Segment Open

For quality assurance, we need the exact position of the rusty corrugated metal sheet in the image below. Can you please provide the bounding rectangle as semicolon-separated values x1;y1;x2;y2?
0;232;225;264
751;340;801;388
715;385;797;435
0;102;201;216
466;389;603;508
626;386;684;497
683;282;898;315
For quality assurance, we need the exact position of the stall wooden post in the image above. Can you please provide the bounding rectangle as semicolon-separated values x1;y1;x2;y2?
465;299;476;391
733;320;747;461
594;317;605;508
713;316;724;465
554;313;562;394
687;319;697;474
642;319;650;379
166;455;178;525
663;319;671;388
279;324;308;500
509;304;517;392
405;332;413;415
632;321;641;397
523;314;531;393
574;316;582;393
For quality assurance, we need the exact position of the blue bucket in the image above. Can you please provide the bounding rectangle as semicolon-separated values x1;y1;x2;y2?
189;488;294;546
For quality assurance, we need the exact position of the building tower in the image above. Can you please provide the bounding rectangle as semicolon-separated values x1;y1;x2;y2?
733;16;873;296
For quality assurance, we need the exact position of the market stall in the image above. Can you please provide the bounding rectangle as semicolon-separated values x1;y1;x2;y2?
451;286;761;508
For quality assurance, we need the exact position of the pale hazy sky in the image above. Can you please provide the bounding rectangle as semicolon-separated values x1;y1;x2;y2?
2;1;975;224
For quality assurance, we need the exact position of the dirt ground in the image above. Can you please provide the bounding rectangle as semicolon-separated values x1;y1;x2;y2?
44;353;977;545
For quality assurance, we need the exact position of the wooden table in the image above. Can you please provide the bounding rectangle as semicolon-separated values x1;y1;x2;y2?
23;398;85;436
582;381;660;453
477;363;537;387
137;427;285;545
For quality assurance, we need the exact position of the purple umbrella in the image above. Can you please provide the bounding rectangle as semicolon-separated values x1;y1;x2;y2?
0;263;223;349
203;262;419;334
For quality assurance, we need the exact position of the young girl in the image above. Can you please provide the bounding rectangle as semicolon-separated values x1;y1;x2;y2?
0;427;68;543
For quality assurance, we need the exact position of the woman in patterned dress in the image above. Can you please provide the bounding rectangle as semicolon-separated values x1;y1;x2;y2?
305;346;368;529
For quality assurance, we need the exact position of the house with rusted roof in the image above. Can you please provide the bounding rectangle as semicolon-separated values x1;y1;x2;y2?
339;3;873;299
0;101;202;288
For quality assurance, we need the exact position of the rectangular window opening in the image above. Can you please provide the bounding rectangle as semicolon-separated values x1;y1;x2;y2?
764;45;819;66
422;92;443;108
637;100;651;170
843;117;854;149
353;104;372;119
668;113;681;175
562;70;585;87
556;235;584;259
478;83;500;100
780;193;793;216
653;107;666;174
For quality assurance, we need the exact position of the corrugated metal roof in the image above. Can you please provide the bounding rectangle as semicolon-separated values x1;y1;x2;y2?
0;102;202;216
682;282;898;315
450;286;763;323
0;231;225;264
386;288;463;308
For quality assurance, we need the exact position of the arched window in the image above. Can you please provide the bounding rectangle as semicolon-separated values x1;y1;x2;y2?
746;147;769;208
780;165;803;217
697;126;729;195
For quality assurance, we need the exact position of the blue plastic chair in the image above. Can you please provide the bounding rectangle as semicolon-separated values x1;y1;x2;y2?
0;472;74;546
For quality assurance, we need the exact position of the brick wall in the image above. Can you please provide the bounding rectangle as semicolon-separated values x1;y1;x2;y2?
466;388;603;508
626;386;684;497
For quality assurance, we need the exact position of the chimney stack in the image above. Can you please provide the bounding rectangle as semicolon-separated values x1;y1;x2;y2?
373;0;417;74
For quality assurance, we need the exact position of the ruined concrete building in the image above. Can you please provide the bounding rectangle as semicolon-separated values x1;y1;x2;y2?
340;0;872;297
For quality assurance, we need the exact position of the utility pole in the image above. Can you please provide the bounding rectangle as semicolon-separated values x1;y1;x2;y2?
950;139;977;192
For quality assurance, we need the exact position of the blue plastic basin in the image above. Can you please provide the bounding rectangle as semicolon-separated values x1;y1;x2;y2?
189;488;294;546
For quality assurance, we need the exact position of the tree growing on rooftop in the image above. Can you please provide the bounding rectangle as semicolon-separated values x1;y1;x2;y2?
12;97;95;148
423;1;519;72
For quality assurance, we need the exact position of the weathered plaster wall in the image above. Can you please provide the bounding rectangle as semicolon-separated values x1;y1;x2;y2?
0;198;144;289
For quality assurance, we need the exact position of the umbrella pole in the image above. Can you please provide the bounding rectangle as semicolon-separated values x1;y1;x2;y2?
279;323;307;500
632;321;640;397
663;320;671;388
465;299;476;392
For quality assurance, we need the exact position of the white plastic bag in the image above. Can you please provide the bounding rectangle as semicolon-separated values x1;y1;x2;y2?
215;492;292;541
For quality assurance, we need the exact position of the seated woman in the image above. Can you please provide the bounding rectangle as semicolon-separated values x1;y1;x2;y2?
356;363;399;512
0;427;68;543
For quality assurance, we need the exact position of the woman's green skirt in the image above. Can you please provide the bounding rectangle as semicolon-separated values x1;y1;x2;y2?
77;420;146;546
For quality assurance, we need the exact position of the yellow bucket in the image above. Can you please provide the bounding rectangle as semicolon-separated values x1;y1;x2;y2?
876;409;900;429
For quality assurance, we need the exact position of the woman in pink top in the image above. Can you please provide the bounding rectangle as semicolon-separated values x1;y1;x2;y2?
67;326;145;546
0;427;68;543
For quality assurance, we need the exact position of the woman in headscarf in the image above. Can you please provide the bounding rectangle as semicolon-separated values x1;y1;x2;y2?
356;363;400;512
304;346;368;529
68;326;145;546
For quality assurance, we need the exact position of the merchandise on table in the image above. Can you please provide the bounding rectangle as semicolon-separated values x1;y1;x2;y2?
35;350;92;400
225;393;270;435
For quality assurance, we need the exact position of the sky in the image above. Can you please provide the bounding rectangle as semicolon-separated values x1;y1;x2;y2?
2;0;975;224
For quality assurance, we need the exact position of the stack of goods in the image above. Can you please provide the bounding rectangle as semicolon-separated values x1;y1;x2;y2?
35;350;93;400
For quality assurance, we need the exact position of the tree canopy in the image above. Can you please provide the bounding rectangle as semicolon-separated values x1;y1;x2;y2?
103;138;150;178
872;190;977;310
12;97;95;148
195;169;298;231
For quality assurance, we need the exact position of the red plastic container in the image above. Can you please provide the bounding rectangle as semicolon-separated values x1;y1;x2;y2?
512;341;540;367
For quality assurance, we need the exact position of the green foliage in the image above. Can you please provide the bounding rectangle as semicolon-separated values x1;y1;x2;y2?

Segment Closed

TASK TO CARRY OUT:
Reproduce the preceding records exactly and completely.

ANSWER TO THIS PROBLEM:
For quality assurance, we need the exact position of the rusty corrugated metal sheet in the image below. Can you please provide the bounding rectangle as semicolon-separated values x1;y1;x2;y2?
0;232;225;264
751;340;801;388
715;385;797;435
0;102;201;216
466;389;603;508
626;386;684;497
683;282;898;315
For quality assurance, we need the exact position of the stall wooden post in the image above. Can you please provide the bounding rectangle as semicolon-separated values x1;y1;x2;y2?
465;299;476;391
733;320;747;461
594;317;605;508
713;316;724;465
554;313;562;394
687;319;697;474
642;319;650;379
166;455;178;525
663;319;671;388
279;324;308;500
509;304;517;392
405;332;413;415
632;321;641;397
523;314;531;393
574;316;582;393
For quality assurance, we need the exact position of the blue bucket in the image above. Can you please provide the bounding rectangle as semicolon-separated values x1;y1;x2;y2?
189;488;294;546
For quality assurance, we need the exact position of the building tower in the image above. Can you please provide the bounding rectangle as semicolon-separated values x1;y1;x2;y2?
733;16;873;296
For quality assurance, we need the exact position of the market stall in the image above. Can you please provide the bounding rectangle as semicolon-separated values x1;y1;x2;y2?
451;286;761;508
For quality assurance, we need the exact position of the pale hazy sky in the image above. Can you please provide the bounding rectangle as semicolon-separated values x1;y1;x2;y2?
2;1;975;224
For quality assurance, we need the exact position of the dirt ground in the image above. Can you please provide the bounding rectangle as semicolon-separated values x1;y1;x2;y2?
44;353;977;545
For quality assurance, we need the exact position of the wooden table in the image above. Can you please provide the bounding rectangle as semicolon-separated values x1;y1;x2;y2?
23;398;85;436
582;381;660;453
477;363;537;387
137;427;285;545
For quality assurance, we need the exact position of the purple umbrella in the image above. Can you please provide the bounding rectangle as semicolon-separated values x1;y1;x2;y2?
0;263;223;349
203;262;419;334
For quality assurance, we need the exact position of the young girl in the image above. Can you please provide the bounding rectangle as semicolon-separated values x1;y1;x2;y2?
0;427;68;543
For quality assurance, we need the exact position of the woman in patterned dress in the image above. Can you please provide the bounding rectangle as semicolon-separated values x1;y1;x2;y2?
305;346;368;529
For quality assurance, we need the exact position of the house with rusted roof in the image above. Can you please provide the bounding rectangle as semicolon-separated values x1;y1;x2;y2?
339;3;873;299
0;101;202;288
For quality assurance, we need the exact position of the rectangular window opening in the image above. Can you please provide the bounding rectangle as semicolon-separated values x1;y1;x2;y2?
764;45;819;66
422;92;443;108
637;100;651;170
843;117;854;149
353;104;372;119
668;113;681;175
562;70;585;87
556;235;584;259
478;83;500;100
780;193;793;216
653;107;666;174
For quality assurance, we need the exact position of the corrugated metal roof in the image above. Can you please provide the bounding rectangle as semicolon-separated values x1;y1;x2;y2?
0;102;202;216
682;282;898;315
450;286;763;323
0;231;225;264
386;288;463;308
For quality assurance, we need the exact position of the arched window in the image above. Can you please provide the bounding rectangle as semicolon-separated values x1;y1;x2;y2?
746;147;769;208
780;165;803;217
697;126;729;195
For quality assurance, we need the exact position of the blue plastic chair in the image above. Can you please provide the bounding rectangle as semicolon-separated values x1;y1;x2;y2?
0;472;74;546
For quality assurance, we need the exact position of the brick wall in the image above. Can you please provide the bounding rectangle as semicolon-separated values x1;y1;x2;y2?
466;388;603;508
626;386;684;497
For quality assurance, we need the exact position of the chimney stack in the image above. Can you please provide the bounding rectangle as semicolon-separated values x1;y1;x2;y2?
373;0;417;74
For quality assurance, we need the exact position of the ruined concrete building in the image above. Can you please provide the bounding rectangle as semicolon-separated values x1;y1;x2;y2?
340;0;872;297
For quality assurance, we need the exact position of the utility pole in the image above. Can you please provide the bounding rectangle as semicolon-separated values x1;y1;x2;y2?
950;139;977;192
For quality assurance, we need the exact position of the blue plastic basin in the image above. Can you please provide the bounding rectangle as semicolon-separated values x1;y1;x2;y2?
189;488;294;546
For quality assurance, we need the exact position of the tree growing on rooftop in the image above. Can you please provide the bounding rectangle as semicolon-separated values x1;y1;x2;y2?
12;97;95;148
423;1;519;72
For quality assurance, we need the exact position of the weathered plaster wall in the image above. Can you please provide the bounding rectangle as semicolon-separated values x1;y1;x2;y2?
0;198;144;289
For quality assurance, we need the exact position of the umbrella pole in the image above. Can you please provide the bounding rectangle as semicolon-separated values x1;y1;x2;y2?
279;323;307;500
632;321;640;397
663;320;671;388
465;299;476;392
For quality assurance, we need the exact position of the white plastic bag in the image above. Can you please provide the bounding rectangle as semicolon-separated values x1;y1;x2;y2?
215;492;292;541
For quality assurance, we need the exact position of the seated woman in the image above. Can you please provide the bounding rectangle as semicolon-separated values x1;y1;x2;y2?
356;363;399;512
0;427;68;543
For quality assurance, we need the exact position of the woman's green skirt in the image above. Can you please provide the bounding rectangle as semicolon-separated values x1;y1;x2;y2?
77;420;146;546
For quality assurance, we need the exact position of the yellow bucket in the image above. Can you please provide the bounding rectangle as semicolon-separated values x1;y1;x2;y2?
876;409;900;429
For quality assurance, we need the exact position of the woman in pink top in the image above. Can you please provide the bounding rectangle as semicolon-separated values x1;y1;x2;y2?
67;326;145;546
0;427;68;543
For quality assurance, we need the exact position of the woman in headscarf in the image above. Can you please provide the bounding rectangle as semicolon-separated values x1;y1;x2;y2?
356;363;400;512
304;346;368;529
68;326;145;546
For quality assurance, we need the exact position of the merchandise on table in the image above. Can you please provide the bounding rectangle as semicolon-separated values x1;y1;x2;y2?
35;350;92;400
225;393;270;435
For quality assurance, we need the exact position of the sky in the image above. Can you please provide the bounding rectangle as semicolon-separated values x1;y1;x2;y2?
2;0;975;224
For quality assurance, we need the exact position of the stack of goods in the image above. Can you please provide the bounding rectangle as semicolon-separated values x1;y1;x2;y2?
35;350;93;400
For quality assurance, we need the exact position of the tree canopy in the image above. Can you please provide the bounding rectangle as semicolon-separated values x1;y1;x2;y2?
103;138;150;178
872;190;977;310
12;97;95;148
195;169;298;231
For quality assurance, we need the exact position of the red plastic container in the image above. Can you please provide the bounding rectangle as semicolon-separated values x1;y1;x2;y2?
512;341;540;367
For quality assurance, we need the exact position of the green foliage in the image above. Can you please provide the bounding rectangle as semicolon-separated values x1;y1;x2;y2?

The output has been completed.